DESCRIPTION OF THE TASK: Reproduce the records exactly through the line with "the lamp base".
----- RECORDS FOR THIS EXERCISE -----
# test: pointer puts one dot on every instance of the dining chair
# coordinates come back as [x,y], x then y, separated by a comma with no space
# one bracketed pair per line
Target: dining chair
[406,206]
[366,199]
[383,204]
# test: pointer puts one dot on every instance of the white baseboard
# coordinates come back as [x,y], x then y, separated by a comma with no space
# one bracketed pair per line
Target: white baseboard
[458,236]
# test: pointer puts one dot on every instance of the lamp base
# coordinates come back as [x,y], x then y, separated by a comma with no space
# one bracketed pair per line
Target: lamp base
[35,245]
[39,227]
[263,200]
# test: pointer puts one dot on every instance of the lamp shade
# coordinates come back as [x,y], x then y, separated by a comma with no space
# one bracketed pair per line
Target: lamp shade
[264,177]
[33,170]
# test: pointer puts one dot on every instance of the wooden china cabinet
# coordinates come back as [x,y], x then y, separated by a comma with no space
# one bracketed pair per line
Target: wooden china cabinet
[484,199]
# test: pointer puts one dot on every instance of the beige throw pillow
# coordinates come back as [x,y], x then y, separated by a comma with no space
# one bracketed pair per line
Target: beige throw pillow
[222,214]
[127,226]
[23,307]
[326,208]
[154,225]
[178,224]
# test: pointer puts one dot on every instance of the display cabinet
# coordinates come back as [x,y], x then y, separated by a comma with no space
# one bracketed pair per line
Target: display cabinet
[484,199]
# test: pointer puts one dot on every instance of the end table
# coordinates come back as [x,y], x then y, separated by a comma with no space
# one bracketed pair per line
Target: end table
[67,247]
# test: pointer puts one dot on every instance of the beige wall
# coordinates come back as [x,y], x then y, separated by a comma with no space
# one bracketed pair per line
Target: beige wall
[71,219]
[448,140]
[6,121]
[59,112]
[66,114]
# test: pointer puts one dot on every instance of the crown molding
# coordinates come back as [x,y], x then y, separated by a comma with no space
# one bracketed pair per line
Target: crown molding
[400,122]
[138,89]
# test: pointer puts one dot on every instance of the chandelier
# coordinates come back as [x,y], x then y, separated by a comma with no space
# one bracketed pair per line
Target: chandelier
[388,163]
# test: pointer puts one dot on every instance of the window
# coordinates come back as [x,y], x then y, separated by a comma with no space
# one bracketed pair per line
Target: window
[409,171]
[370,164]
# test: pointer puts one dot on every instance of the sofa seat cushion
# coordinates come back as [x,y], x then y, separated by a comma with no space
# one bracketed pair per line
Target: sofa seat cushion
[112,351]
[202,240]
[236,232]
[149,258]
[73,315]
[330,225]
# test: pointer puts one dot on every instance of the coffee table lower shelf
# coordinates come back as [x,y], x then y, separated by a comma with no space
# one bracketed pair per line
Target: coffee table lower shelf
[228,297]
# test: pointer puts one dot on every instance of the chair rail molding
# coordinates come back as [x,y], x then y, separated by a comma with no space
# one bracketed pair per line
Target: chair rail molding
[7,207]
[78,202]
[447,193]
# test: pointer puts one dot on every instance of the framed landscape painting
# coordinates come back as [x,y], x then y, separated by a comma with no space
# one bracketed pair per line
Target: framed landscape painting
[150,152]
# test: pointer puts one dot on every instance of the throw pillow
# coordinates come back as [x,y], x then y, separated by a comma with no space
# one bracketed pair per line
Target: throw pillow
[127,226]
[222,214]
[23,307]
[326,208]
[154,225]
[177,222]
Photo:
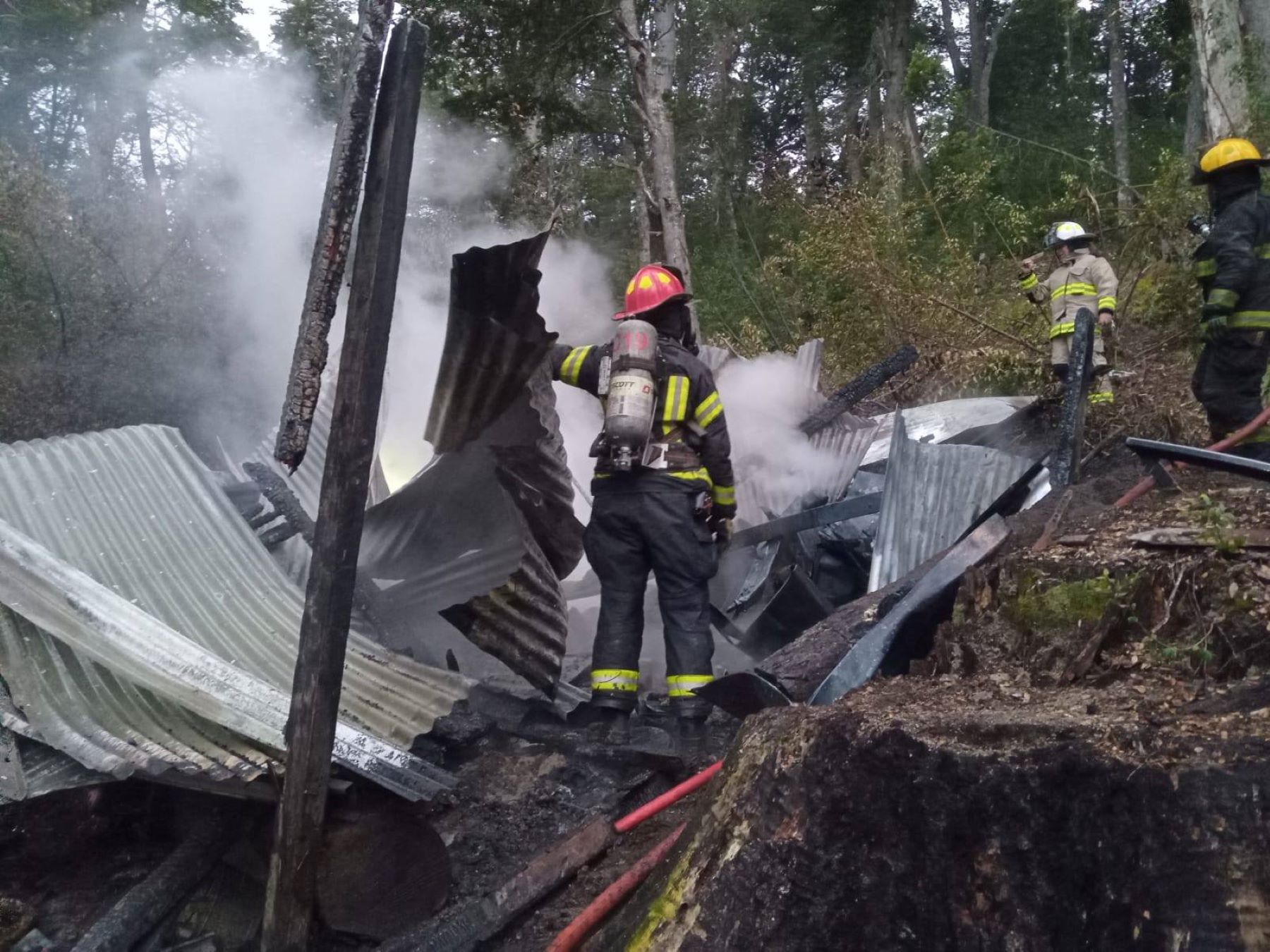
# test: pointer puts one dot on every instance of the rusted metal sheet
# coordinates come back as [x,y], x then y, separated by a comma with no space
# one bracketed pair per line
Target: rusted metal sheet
[933,495]
[149,630]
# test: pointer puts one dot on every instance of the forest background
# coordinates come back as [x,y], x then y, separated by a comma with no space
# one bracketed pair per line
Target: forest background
[868,171]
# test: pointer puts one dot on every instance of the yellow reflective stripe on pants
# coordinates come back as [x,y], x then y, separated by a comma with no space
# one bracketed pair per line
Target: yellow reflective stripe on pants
[708,410]
[1068,328]
[614,679]
[685,685]
[1075,288]
[1250,320]
[572,366]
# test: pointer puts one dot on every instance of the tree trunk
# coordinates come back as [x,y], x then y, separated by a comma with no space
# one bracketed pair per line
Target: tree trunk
[1114,12]
[813,133]
[953,46]
[1257,30]
[917,814]
[725,46]
[149,171]
[1221,68]
[653,69]
[892,51]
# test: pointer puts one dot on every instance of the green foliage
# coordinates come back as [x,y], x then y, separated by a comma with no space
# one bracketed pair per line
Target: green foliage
[1217,525]
[1063,606]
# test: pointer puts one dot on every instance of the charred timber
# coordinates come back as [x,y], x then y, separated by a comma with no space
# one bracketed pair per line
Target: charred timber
[342,508]
[852,393]
[334,230]
[890,822]
[298,522]
[1071,427]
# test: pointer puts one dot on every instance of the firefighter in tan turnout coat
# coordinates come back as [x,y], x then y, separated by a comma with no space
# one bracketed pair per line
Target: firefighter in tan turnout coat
[1080,279]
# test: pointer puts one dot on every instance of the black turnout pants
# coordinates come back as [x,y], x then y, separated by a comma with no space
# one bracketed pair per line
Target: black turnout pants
[1227,381]
[630,535]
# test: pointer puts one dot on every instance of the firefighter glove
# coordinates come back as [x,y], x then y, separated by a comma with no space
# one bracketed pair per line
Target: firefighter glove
[722,528]
[1216,325]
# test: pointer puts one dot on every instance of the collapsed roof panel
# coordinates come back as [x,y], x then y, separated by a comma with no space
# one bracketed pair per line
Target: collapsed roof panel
[485,532]
[939,423]
[931,496]
[167,635]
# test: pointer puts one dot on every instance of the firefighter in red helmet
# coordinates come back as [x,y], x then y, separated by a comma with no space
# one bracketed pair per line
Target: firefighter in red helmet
[660,509]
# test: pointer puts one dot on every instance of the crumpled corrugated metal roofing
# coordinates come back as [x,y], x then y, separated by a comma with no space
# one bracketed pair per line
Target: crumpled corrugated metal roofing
[845,442]
[939,423]
[167,635]
[933,495]
[485,532]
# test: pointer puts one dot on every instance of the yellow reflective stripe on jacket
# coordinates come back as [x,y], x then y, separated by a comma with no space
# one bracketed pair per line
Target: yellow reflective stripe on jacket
[1223,298]
[1072,288]
[572,366]
[685,685]
[614,679]
[689,475]
[676,408]
[708,410]
[1250,320]
[1068,328]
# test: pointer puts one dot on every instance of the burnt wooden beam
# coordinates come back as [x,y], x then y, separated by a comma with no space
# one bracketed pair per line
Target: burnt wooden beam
[857,390]
[334,231]
[342,507]
[1066,469]
[146,904]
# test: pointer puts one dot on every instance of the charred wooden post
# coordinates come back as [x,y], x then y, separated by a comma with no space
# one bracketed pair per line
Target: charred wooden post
[334,230]
[342,509]
[857,390]
[1071,427]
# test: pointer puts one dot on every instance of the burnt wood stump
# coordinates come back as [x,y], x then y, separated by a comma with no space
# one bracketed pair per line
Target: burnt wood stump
[916,815]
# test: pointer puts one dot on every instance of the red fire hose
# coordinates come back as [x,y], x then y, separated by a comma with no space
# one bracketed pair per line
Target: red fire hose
[1221,446]
[576,932]
[657,805]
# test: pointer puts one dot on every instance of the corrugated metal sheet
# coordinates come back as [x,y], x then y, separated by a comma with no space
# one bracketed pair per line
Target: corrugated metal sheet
[939,423]
[495,341]
[933,495]
[167,635]
[485,532]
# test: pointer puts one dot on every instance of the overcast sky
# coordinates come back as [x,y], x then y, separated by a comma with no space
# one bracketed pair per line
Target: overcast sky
[255,20]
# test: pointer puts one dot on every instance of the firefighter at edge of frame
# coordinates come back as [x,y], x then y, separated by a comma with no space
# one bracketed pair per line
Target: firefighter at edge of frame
[667,513]
[1232,267]
[1081,279]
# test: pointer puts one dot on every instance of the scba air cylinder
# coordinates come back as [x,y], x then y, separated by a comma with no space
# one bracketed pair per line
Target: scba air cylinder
[631,393]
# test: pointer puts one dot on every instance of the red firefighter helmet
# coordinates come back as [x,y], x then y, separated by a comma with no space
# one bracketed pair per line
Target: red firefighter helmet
[653,286]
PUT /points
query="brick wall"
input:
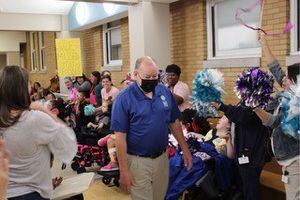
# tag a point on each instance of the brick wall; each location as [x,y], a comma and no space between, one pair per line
[42,76]
[189,39]
[92,43]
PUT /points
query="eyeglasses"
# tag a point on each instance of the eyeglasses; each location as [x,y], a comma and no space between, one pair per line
[147,77]
[171,74]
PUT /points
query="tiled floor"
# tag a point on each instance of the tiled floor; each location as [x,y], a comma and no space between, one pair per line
[97,191]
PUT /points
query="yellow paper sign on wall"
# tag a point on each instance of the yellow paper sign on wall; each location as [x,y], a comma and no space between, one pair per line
[68,55]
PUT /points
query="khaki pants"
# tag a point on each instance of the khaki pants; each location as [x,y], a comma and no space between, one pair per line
[150,177]
[292,188]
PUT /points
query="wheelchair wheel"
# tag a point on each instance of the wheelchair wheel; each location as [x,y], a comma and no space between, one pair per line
[106,180]
[81,170]
[75,165]
[116,182]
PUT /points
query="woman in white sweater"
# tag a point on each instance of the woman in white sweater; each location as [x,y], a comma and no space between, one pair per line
[31,133]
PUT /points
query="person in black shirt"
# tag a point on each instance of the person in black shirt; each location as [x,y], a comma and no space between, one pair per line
[250,137]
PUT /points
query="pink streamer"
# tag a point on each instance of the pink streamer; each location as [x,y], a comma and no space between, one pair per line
[239,11]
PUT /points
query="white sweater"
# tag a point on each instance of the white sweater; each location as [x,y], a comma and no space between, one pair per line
[30,142]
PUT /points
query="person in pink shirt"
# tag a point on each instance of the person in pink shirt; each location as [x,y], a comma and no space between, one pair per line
[108,91]
[72,91]
[179,89]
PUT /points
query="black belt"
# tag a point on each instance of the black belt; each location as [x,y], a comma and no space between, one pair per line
[152,155]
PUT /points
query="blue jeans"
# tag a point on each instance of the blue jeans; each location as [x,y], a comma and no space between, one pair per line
[30,196]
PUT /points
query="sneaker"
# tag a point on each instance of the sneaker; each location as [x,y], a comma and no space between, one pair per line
[112,166]
[103,141]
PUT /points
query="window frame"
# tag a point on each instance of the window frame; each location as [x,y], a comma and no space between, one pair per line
[106,47]
[211,39]
[33,59]
[42,51]
[294,15]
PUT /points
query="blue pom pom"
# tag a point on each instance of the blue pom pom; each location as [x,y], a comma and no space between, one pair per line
[208,86]
[89,110]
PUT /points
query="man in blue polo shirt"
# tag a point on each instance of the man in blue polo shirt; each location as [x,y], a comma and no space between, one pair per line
[141,116]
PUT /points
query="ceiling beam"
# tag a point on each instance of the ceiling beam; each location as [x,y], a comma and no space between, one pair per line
[122,2]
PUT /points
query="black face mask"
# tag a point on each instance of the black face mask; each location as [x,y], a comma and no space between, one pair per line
[149,85]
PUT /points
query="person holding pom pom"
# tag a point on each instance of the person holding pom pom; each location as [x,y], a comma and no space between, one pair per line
[285,122]
[249,138]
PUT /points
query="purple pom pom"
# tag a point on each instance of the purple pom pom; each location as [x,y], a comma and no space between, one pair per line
[254,87]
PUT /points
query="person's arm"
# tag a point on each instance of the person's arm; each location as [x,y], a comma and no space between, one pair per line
[59,138]
[177,132]
[273,63]
[85,86]
[98,96]
[229,148]
[120,123]
[266,49]
[3,170]
[121,147]
[237,114]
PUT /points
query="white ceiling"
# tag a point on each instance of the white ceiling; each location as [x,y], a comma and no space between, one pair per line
[59,7]
[36,6]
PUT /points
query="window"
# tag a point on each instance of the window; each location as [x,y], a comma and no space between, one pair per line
[226,37]
[33,39]
[295,32]
[112,45]
[42,51]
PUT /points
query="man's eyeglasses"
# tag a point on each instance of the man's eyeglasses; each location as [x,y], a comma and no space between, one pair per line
[171,74]
[147,77]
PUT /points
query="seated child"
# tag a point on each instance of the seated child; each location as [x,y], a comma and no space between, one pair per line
[57,107]
[81,119]
[108,140]
[221,137]
[102,118]
[192,125]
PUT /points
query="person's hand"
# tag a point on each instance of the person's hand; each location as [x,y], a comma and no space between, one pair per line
[216,105]
[261,38]
[89,125]
[37,106]
[4,155]
[224,134]
[56,182]
[126,181]
[187,157]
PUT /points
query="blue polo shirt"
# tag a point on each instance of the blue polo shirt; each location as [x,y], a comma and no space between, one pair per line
[144,120]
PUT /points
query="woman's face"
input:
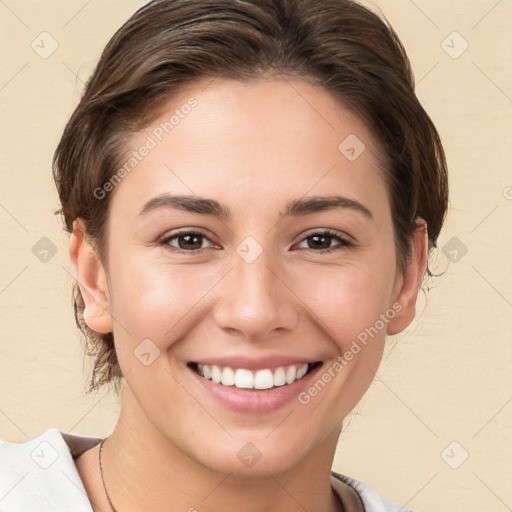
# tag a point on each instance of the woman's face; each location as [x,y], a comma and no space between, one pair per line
[234,274]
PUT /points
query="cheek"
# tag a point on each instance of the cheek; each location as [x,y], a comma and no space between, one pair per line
[154,300]
[347,300]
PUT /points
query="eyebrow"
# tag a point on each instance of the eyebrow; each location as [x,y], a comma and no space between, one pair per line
[297,207]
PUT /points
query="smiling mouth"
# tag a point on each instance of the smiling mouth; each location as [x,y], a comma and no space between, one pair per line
[256,380]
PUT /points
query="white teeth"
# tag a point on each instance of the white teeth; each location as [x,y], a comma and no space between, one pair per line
[291,373]
[279,377]
[246,379]
[216,374]
[228,377]
[263,379]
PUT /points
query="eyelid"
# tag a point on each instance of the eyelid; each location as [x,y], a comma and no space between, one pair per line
[346,240]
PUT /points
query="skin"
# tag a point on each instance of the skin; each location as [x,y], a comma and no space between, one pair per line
[252,147]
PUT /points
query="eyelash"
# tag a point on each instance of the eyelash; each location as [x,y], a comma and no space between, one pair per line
[344,243]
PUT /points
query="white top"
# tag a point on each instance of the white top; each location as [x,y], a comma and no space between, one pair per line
[40,475]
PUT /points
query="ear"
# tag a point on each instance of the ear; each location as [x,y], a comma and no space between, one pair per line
[92,279]
[408,284]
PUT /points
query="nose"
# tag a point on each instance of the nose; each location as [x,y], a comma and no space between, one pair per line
[256,299]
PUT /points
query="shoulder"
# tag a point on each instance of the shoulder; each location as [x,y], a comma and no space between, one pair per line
[40,474]
[370,499]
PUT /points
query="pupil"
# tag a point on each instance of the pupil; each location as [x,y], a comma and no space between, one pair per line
[321,237]
[188,238]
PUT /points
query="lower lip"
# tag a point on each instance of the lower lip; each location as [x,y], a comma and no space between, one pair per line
[255,401]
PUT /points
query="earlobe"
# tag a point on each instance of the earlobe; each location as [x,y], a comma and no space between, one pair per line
[91,278]
[408,284]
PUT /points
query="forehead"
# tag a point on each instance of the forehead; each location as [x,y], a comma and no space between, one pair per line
[244,142]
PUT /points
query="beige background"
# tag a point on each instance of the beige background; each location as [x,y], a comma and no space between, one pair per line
[448,379]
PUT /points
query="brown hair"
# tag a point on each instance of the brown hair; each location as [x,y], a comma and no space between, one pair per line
[167,44]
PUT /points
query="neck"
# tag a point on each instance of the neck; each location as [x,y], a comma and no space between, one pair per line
[144,470]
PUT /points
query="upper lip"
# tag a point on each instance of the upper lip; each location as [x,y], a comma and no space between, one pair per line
[252,363]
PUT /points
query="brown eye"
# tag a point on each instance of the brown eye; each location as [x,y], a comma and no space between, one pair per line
[321,241]
[186,241]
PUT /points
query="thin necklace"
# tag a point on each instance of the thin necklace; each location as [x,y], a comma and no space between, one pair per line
[103,479]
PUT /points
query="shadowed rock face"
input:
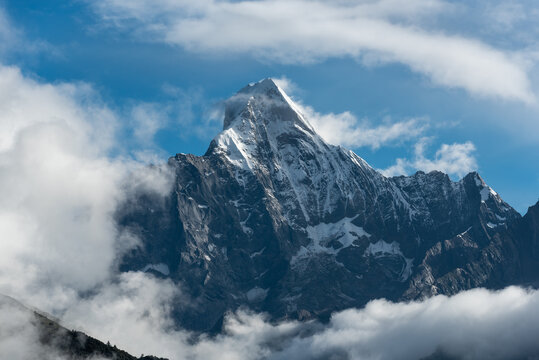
-----
ANSWER FOR THIS EXERCISE:
# test: pointer puts one dot on every instance of the dining chair
# coordinates come back as [x,y], x then y, separated by a comma with no space
# one bracketed pair per line
Target: dining chair
[406,206]
[366,199]
[383,204]
# test: pointer puts one dot on every instance of the white baseboard
# coordinates come back as [x,y], x then y, separated by a comma with no space
# one bracketed pair per line
Target: white baseboard
[458,236]
# test: pointer puts one dot on every instance of the lamp base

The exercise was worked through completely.